WORK INSTRUCTIONS: When the line with "Label a point on each instance of the recessed" appears below, start repeating lines exactly, and keep going through the line with "Label a point on each instance of the rolled"; add nothing outside that span.

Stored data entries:

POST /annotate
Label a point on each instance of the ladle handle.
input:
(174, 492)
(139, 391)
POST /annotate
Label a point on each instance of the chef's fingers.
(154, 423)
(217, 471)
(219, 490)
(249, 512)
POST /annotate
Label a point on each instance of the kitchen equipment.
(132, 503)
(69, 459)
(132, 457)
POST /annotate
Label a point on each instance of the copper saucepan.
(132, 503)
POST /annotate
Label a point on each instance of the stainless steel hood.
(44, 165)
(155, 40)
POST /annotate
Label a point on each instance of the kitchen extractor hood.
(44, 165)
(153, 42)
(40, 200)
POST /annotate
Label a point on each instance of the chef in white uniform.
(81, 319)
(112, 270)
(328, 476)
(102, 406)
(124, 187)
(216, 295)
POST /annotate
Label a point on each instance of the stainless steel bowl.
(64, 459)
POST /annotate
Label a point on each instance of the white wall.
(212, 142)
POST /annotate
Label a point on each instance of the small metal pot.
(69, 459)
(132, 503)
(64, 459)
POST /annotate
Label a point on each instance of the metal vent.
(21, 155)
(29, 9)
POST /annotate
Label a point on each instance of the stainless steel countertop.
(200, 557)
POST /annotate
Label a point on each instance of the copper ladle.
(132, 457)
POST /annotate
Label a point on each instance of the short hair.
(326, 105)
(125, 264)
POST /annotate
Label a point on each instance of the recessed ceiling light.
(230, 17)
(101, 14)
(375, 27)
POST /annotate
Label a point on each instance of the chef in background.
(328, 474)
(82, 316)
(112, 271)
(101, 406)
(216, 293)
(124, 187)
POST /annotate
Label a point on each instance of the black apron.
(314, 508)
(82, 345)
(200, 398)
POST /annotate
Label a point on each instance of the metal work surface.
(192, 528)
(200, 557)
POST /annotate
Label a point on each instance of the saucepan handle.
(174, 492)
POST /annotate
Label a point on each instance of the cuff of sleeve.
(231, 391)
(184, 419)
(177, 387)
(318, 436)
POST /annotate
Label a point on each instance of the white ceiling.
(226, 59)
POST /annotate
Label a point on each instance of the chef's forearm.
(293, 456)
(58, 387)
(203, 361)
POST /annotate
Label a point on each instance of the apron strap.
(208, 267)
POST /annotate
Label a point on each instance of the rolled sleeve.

==

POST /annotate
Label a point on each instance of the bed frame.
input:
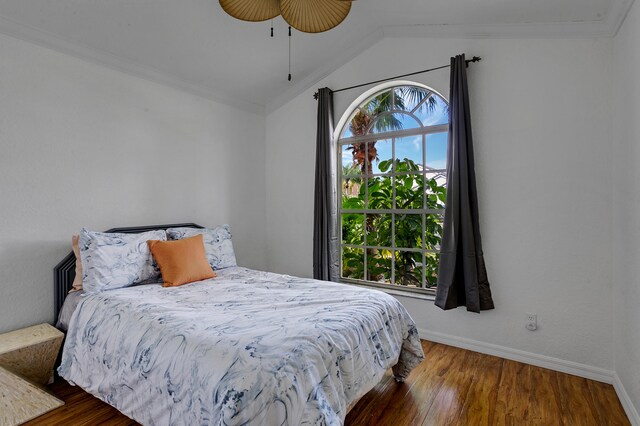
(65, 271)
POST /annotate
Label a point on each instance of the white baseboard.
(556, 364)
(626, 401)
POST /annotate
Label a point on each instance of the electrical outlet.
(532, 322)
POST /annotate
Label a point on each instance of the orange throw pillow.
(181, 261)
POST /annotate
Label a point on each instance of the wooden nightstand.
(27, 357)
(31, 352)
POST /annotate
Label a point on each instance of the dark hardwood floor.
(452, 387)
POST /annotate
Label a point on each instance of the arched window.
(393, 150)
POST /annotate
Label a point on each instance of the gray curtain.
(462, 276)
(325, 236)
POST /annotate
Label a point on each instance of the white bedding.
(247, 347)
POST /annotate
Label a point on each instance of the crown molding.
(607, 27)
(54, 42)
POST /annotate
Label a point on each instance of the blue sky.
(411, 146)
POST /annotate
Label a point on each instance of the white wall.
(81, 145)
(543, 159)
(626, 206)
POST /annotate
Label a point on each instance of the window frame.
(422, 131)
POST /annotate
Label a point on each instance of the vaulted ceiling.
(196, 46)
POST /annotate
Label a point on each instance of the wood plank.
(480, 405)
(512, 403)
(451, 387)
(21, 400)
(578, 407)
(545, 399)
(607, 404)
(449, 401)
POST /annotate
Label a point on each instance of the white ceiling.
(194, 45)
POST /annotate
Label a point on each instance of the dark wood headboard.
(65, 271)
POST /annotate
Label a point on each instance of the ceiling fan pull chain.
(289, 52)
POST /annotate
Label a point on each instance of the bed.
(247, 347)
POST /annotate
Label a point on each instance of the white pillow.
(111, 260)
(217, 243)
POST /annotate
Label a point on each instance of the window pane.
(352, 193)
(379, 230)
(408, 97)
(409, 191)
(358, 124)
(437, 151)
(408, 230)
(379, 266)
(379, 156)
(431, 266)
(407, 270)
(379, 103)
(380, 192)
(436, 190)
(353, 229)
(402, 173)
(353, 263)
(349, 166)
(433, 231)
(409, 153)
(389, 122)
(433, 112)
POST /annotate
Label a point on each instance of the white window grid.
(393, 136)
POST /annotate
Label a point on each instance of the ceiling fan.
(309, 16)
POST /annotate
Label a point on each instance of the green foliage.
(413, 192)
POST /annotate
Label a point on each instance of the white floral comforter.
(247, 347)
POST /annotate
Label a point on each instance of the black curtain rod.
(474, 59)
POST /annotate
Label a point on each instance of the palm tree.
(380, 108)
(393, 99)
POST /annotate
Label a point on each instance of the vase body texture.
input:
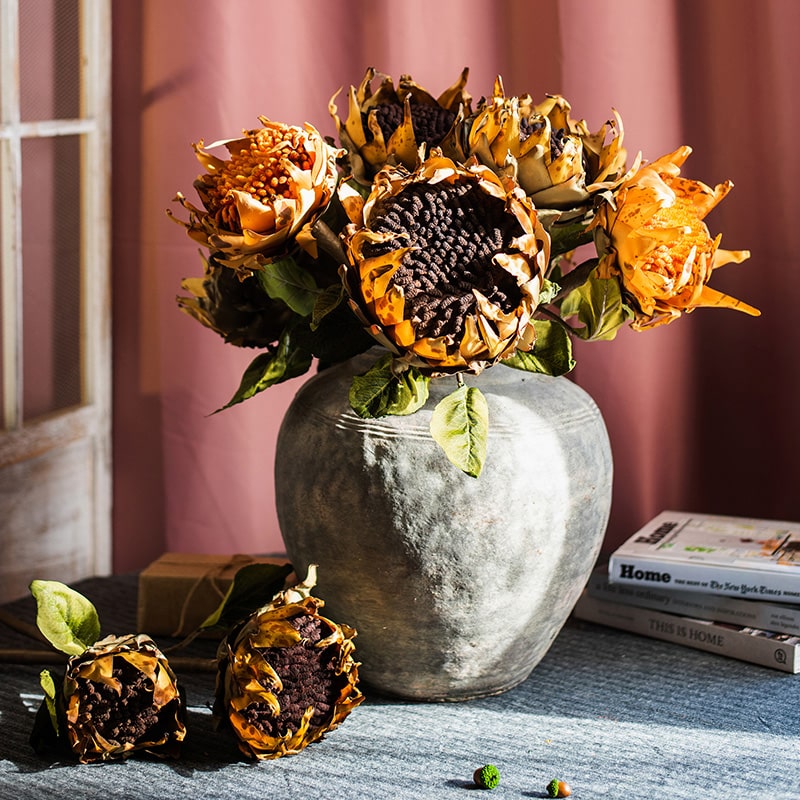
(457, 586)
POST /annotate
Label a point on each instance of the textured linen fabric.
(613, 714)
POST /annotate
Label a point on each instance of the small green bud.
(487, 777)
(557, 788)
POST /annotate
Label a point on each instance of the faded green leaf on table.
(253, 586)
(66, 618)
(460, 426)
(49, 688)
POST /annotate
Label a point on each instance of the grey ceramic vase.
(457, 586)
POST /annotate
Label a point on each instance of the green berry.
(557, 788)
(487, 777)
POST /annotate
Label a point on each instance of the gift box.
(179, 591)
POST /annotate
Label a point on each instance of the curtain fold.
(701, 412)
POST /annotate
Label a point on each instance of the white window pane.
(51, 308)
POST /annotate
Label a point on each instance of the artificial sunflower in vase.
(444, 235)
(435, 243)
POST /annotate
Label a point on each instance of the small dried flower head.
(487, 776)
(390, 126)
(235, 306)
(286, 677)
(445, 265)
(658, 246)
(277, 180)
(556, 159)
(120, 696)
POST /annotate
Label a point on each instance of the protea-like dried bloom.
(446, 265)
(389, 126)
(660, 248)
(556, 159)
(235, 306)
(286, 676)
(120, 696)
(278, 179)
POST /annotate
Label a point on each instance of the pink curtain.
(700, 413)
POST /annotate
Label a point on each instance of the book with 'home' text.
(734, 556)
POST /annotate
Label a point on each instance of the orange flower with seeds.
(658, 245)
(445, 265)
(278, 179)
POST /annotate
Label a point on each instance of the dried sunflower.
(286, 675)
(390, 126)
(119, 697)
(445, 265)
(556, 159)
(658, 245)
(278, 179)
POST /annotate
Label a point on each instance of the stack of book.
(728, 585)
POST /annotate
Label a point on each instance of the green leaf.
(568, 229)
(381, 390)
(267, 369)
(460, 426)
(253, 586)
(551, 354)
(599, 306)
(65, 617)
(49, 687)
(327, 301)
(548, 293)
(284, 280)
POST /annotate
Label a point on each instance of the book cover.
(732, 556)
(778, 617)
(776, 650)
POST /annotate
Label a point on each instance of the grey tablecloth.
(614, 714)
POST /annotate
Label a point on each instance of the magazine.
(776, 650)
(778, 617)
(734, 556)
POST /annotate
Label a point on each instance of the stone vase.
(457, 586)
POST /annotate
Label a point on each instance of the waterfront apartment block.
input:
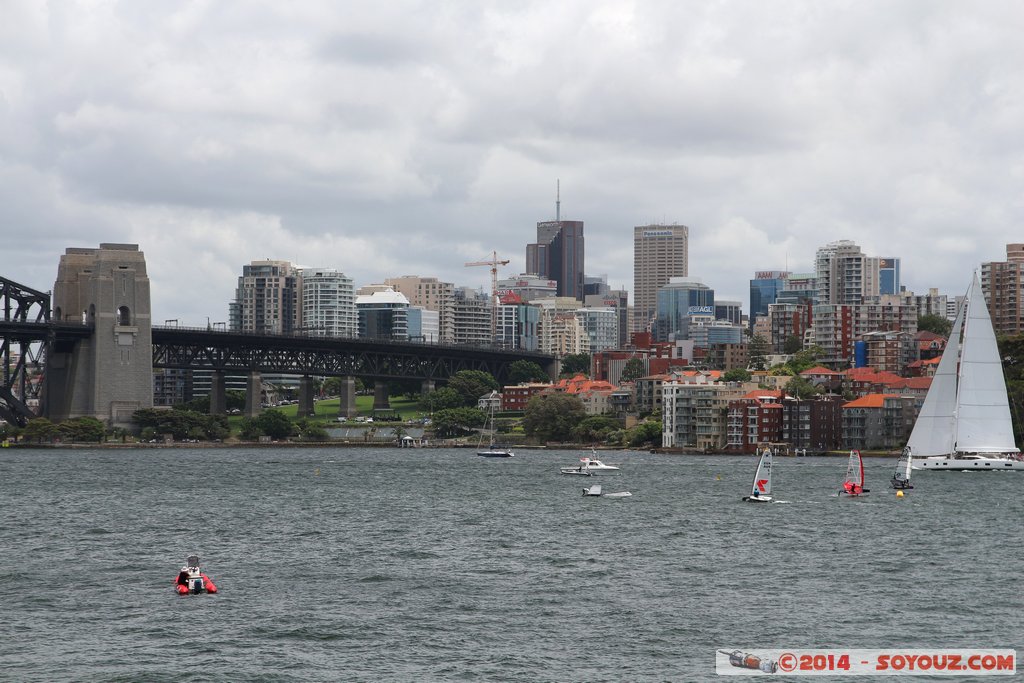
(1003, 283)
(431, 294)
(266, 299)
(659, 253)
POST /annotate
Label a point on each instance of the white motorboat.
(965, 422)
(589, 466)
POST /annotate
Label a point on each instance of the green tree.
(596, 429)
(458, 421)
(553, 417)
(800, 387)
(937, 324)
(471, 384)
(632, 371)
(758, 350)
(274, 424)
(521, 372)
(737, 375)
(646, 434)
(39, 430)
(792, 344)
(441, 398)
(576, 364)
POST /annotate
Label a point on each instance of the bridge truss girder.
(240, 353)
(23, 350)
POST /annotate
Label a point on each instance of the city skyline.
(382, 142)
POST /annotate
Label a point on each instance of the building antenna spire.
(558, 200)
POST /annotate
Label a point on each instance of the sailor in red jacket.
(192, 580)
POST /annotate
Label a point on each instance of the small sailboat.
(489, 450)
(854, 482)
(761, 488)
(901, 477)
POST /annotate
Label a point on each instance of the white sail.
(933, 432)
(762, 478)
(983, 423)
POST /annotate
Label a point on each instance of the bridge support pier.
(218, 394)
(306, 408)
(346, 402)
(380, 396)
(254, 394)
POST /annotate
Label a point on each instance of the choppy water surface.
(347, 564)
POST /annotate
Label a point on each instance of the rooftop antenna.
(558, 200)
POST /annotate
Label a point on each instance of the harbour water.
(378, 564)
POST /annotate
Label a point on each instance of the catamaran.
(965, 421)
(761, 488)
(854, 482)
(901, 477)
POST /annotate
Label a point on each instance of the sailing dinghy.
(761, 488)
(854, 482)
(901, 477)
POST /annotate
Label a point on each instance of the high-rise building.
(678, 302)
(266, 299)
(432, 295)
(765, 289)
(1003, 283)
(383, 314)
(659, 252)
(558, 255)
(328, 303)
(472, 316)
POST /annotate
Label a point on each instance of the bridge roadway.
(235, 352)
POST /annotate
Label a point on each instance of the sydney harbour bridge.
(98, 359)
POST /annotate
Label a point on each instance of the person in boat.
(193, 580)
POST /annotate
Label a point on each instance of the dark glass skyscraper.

==

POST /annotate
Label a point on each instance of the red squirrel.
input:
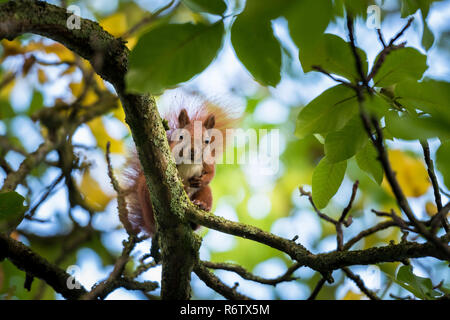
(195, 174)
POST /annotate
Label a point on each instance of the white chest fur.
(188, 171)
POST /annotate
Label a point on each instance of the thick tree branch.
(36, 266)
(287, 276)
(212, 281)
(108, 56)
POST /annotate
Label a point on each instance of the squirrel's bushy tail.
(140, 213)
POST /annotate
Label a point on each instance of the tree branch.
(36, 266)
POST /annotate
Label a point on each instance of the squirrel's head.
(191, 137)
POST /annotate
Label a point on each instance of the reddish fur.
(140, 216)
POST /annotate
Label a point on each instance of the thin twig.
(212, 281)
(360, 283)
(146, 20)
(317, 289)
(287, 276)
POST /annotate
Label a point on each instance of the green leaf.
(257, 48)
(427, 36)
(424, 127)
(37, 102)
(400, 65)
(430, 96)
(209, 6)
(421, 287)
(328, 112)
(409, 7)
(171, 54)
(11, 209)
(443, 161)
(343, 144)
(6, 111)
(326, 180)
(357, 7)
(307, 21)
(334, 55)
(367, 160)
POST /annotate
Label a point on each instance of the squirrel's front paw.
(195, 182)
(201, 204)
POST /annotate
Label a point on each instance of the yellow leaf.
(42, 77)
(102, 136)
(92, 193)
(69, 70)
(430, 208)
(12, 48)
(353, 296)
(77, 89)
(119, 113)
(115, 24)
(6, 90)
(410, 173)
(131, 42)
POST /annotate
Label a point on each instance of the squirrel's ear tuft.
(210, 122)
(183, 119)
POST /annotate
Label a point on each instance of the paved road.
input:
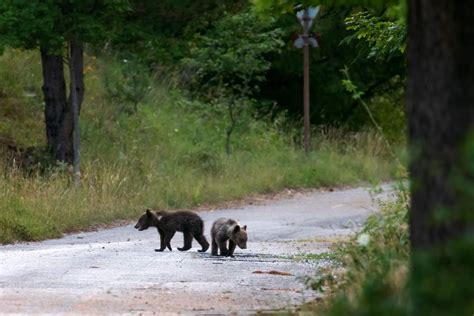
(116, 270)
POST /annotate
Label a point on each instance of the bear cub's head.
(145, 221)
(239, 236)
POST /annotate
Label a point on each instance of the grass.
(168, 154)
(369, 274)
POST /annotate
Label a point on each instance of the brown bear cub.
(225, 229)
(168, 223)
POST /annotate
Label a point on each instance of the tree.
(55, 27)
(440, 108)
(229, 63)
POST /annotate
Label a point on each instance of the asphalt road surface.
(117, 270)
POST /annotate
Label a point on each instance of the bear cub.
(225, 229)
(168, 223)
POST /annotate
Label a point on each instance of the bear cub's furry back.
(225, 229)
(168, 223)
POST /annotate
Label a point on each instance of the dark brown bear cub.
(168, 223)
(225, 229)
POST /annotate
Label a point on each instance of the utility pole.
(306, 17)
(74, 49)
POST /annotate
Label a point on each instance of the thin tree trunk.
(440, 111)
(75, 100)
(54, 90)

COMPLETED EXERCISE:
Label a point on each instance of the recessed ceiling light.
(230, 17)
(101, 14)
(375, 27)
POST /annotate
Label a point on each instance of the chef in background.
(328, 474)
(82, 316)
(112, 271)
(101, 406)
(216, 293)
(124, 187)
POST /annotate
Label a point on each instance of the black apron.
(314, 508)
(82, 345)
(200, 398)
POST /annotate
Label a point on each instance of the metal work surface.
(192, 528)
(200, 557)
POST /annotate
Label a point on each instance of the saucepan handle.
(174, 492)
POST /annotate
Label a point on each instance of the cuff of sleeve.
(231, 391)
(184, 419)
(177, 387)
(318, 436)
POST /annotate
Label a point on each instance of the white ceiling.
(226, 59)
POST /annotate
Label a point on each instance of the chef's forearm.
(293, 456)
(58, 387)
(203, 361)
POST /annotate
Label a point on each instance of the apron strap.
(208, 267)
POST /annotate
Label a point on each instance of the rolled sleeve.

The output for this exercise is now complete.